Pick out every line in the records that contains the string "exhaust", matching case exactly, and copy each of those lines.

DATA IN THIS EXERCISE
###
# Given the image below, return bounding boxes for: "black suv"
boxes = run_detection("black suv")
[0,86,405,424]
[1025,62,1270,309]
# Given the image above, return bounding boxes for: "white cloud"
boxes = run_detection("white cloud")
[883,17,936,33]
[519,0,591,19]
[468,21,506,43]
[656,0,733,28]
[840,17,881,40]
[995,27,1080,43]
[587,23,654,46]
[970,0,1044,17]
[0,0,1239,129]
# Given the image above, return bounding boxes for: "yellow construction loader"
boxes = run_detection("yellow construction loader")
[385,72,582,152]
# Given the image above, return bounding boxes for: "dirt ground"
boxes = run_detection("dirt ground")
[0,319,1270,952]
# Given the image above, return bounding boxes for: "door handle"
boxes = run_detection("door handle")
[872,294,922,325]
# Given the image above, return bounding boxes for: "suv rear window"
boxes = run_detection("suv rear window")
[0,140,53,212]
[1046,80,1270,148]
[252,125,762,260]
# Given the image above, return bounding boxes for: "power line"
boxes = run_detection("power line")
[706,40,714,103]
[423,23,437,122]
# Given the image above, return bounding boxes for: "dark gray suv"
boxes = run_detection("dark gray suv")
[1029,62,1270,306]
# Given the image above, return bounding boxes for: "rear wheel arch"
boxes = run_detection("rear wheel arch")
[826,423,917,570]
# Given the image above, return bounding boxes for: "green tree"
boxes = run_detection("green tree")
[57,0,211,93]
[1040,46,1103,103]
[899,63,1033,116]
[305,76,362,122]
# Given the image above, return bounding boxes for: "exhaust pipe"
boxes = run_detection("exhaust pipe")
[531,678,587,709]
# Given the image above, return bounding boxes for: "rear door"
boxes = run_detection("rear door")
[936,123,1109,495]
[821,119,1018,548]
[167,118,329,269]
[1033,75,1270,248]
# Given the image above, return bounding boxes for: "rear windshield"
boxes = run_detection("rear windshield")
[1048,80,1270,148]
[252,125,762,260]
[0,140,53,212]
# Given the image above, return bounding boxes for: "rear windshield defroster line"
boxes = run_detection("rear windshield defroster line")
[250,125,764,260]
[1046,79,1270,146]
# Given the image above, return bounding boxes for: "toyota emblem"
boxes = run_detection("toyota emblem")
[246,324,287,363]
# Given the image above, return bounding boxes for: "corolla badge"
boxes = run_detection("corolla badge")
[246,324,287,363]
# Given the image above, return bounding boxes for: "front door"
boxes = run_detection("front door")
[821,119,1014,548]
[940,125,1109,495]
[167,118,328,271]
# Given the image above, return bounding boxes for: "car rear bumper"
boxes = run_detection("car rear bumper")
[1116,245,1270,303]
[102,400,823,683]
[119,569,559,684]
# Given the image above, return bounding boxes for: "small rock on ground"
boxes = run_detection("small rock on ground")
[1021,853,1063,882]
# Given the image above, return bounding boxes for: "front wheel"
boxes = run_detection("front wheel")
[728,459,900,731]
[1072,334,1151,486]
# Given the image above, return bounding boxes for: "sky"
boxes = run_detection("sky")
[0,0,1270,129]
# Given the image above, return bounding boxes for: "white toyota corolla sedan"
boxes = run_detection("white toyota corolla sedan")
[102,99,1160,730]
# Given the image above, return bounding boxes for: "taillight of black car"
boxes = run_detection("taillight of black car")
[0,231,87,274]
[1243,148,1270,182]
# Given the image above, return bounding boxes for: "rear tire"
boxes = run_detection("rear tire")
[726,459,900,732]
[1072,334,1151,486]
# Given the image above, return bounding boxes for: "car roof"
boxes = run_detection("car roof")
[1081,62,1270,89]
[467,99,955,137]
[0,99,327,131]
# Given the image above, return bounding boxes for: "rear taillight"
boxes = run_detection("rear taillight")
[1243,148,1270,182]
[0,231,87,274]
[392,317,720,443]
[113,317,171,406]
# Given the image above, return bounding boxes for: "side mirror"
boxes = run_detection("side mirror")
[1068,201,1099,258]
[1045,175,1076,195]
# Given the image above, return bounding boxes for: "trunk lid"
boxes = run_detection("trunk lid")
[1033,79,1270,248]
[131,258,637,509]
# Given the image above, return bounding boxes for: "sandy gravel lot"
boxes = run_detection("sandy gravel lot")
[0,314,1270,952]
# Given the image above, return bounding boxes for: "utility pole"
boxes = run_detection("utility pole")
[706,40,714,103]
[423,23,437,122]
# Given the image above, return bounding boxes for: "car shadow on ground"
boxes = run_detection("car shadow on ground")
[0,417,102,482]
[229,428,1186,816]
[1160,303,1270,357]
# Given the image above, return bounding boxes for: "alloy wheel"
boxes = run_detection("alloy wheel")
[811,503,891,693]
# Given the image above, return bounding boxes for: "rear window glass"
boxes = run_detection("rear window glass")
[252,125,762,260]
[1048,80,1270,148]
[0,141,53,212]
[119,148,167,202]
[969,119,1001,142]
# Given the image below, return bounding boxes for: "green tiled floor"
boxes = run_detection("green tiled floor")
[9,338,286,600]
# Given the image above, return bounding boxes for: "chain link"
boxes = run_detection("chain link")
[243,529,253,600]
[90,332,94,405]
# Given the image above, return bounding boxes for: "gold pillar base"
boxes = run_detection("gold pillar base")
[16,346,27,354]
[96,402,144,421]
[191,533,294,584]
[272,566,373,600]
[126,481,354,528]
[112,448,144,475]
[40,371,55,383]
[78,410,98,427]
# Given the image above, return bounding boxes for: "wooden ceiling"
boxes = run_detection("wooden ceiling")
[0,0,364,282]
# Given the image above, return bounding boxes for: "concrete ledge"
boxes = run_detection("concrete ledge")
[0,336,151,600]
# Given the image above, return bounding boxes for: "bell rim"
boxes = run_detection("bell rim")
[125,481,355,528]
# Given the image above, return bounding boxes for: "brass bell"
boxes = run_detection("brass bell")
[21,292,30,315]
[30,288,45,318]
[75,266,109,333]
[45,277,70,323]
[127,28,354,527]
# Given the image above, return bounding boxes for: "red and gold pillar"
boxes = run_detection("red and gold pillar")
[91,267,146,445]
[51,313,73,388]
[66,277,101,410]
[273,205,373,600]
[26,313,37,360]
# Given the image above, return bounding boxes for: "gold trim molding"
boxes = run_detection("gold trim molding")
###
FULL RESPONSE
# Given the image above, return bounding boxes for: "exhaust pipe"
boxes = run_detection("exhaust pipe")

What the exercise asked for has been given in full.